● TÂCHES DEMANDÉES
• 1. Résumez en deux phrases le texte sur les arbres de connaissances.
• 2. Rédigez la suite du texte sur les arbres de connaissances en reprenant après sa dernière phrase.

Vous pouvez imaginer grosso modo, que l’étudiant en question va pouvoir trouver toutes les renseignements sur les cours qui lui permettent d’acquérir de nouvelles connaissances. Il va pouvoir rentrer en rapport anonyme et sans les connaître (si nécessaire), avec les étudiants qui lui ressemblent et qui possèdent tel ou tel savoir que lui ne possède pas. Toute cette mutualisation va pouvoir être faite, parce que tout cela est géré à l’intérieur d’un réseau, c’est un serveur que les gens viennent consulter grâce à un logiciel.
Je vous propose un 2ème arbre de connaissance. Celui-ci n’est pas composé de personnes mais de groupes de recherche et de production à l’intérieur d’une très grosse entreprise de télécommunication. Il y a 10 000 personnes et il y a un certain nombre d’unités de productions. Chacune de ces unités de production a des compétences, des connaissances collectives, elles ont été formalisées, représentées et chaque unité de production a pu reconnaître qu’elles étaient les siennes. Ensemble, ils composent cette représentation.
Il est bien évident que chaque patron d’unité aura intérêt à faire évolué les compétences de son équipes vers les zones qui correspondent à une évolution possible pour lui et pour utile pour l’entreprise. Aisni l’intérêt particulier de l’équipe se conjuguera avec l’intérêt global de l’entreprise. On n’est donc pas assigné à évoluer de telle ou telle manière on a des indicateurs qui disent : si vous vous orientez de cette façon là, il est probable que vous aurez une plus grande chance de pérennité que si vous restez sur des zones où l’on n’a pas besoin de vous.
Et derrière tout cela, il y a de l’information. J’aimerais maintenant vous parler d’un arbre d’un autre type de collectif. C’est un collectif de gens qui partage des expériences et qui produisent des documents, ou qui utilisent des documents pour pouvoir réaliser et réussir leurs expériences ou leurs projets. Chaque expérience, chaque projet d’une personne ou d’un groupe sont décrits à l’aide des documents dont il a besoin. Et à partir de ce moment là, on découvre des documents, des fiches techniques sur un logiciel, des principes de construction des arbres de connaissances, des feuilles produites par un groupe d’école qui fait des arbres de connaissances.

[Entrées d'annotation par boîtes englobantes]
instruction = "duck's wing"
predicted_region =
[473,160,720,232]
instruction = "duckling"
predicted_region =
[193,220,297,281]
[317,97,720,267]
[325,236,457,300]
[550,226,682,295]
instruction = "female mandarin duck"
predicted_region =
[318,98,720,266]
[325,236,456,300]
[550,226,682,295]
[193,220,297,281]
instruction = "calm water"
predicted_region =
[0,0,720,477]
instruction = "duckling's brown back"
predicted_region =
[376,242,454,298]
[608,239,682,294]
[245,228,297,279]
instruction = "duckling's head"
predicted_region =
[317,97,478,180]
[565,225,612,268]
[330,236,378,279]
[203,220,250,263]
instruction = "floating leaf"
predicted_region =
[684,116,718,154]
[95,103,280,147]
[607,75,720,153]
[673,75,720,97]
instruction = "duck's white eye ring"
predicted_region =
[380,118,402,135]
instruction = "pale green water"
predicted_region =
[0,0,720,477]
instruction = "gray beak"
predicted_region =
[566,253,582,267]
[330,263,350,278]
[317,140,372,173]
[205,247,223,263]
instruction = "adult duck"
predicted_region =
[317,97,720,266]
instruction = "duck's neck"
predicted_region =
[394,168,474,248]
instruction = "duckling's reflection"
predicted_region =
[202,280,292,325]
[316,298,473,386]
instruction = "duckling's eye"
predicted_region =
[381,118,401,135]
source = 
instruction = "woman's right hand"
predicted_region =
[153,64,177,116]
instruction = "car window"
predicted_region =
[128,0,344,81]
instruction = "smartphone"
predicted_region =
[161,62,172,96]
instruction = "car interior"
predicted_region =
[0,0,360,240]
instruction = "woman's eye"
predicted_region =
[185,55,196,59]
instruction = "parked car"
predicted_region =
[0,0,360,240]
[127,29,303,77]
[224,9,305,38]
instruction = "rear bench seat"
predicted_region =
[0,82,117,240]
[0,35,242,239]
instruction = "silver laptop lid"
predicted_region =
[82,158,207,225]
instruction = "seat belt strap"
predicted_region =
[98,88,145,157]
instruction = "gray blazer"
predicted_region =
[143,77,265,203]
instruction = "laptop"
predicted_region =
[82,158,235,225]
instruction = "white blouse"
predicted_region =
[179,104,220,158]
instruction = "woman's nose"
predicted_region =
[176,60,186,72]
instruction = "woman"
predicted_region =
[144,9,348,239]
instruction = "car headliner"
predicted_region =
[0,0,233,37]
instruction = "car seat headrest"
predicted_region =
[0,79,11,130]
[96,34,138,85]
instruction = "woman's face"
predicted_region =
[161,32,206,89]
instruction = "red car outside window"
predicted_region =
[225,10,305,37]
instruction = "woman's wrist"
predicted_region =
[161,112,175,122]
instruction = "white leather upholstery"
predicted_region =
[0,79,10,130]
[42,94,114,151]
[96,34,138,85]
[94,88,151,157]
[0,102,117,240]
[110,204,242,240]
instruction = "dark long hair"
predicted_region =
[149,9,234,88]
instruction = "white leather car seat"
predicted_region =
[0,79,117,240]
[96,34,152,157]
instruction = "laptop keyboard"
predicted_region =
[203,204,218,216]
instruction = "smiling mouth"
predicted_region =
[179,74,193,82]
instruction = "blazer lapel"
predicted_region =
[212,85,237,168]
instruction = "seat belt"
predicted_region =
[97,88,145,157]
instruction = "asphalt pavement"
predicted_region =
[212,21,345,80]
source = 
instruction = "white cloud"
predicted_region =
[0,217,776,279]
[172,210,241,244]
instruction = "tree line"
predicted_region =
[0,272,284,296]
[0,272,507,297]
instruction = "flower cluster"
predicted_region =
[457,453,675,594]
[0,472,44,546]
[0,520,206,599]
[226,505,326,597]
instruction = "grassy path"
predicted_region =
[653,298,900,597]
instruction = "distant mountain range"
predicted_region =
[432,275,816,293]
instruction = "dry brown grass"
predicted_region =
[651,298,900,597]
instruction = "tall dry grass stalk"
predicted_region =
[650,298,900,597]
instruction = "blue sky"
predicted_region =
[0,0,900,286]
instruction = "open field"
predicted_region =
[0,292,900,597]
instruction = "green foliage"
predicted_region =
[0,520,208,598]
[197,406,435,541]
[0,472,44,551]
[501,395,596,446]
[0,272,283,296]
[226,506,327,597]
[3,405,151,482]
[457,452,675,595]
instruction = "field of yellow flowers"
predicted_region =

● RÉPONSES
• 1. Grâce à un serveur consulté au moyen d'un logiciel, un étudiant peut trouver des renseignements sur des cours et entrer en rapport, au besoin de façon anonyme, avec d'autres étudiants qui possèdent des savoirs qu'il n'a pas. Le texte présente ensuite un arbre de connaissances formé des unités de production d'une entreprise de télécommunication de 10 000 personnes, où chaque patron d'unité a intérêt à orienter les compétences de son équipe vers des zones utiles à l'entreprise, puis l'arbre d'un collectif qui partage des expériences et décrit chaque projet à l'aide des documents dont il a besoin.

• 2.
Quelques exemples :
Ce n’est pas parce que quelque chose ne trouve pas son utilisateur que cela n’est pas bon. Cela veut dire que dans un espace collectif, dans un espace d’usage, il y a des choses qui sollicitent l’intérêt et des choses qui sollicitent moins l’intérêt. Ce que je vois c’est l’intérêt au sein du collectif.
L’on découvre que derrière les éléments de connaissances il peut y avoir énormément de documents. Que derrière les individus, les équipes, les projets, il peut encore y avoir énormément de documents. On se rend compte que le problème avec l’information c’est son caractère extraordinairement massif. Je crois que c’est ce qu’a remarqué tout utilisateur au bout de cinq minutes d’un moteur de recherche sur le web. Vous demandez un renseignement sur les pédagogies nouvelles et on vous déclare qu’il y a 4 500 pages qui parlent de ce problème là. Et vous vous dites : mon Dieu qu’est-ce que je vais en faire ! Alors vous raffinez un peu, si vous raffinez trop vous n’avez plus rien, et si vous raffinez un peu vous avez encore beaucoup. Donc, après s’être intéressé au collectif humain, pourquoi ne pas s’intéresser aux multiplicités d’information ? En bref, puis-je voir la physionomie d’un ensemble important d’informations? Est-ce que je pourrais en faire la carte ? est-ce que je pourrais mettre ensemble tous les documents qui se rapportent à un même sujet et en dresser la carte en quelques secondes ?... (voir http://www.umap.com )
Ainsi je vais découvrir dans une masse énorme un texte que je ne connaissais pas avant, que je ne l’ai jamais lu, et dont je sais grâce à cette carte qu’il va m’intéresser.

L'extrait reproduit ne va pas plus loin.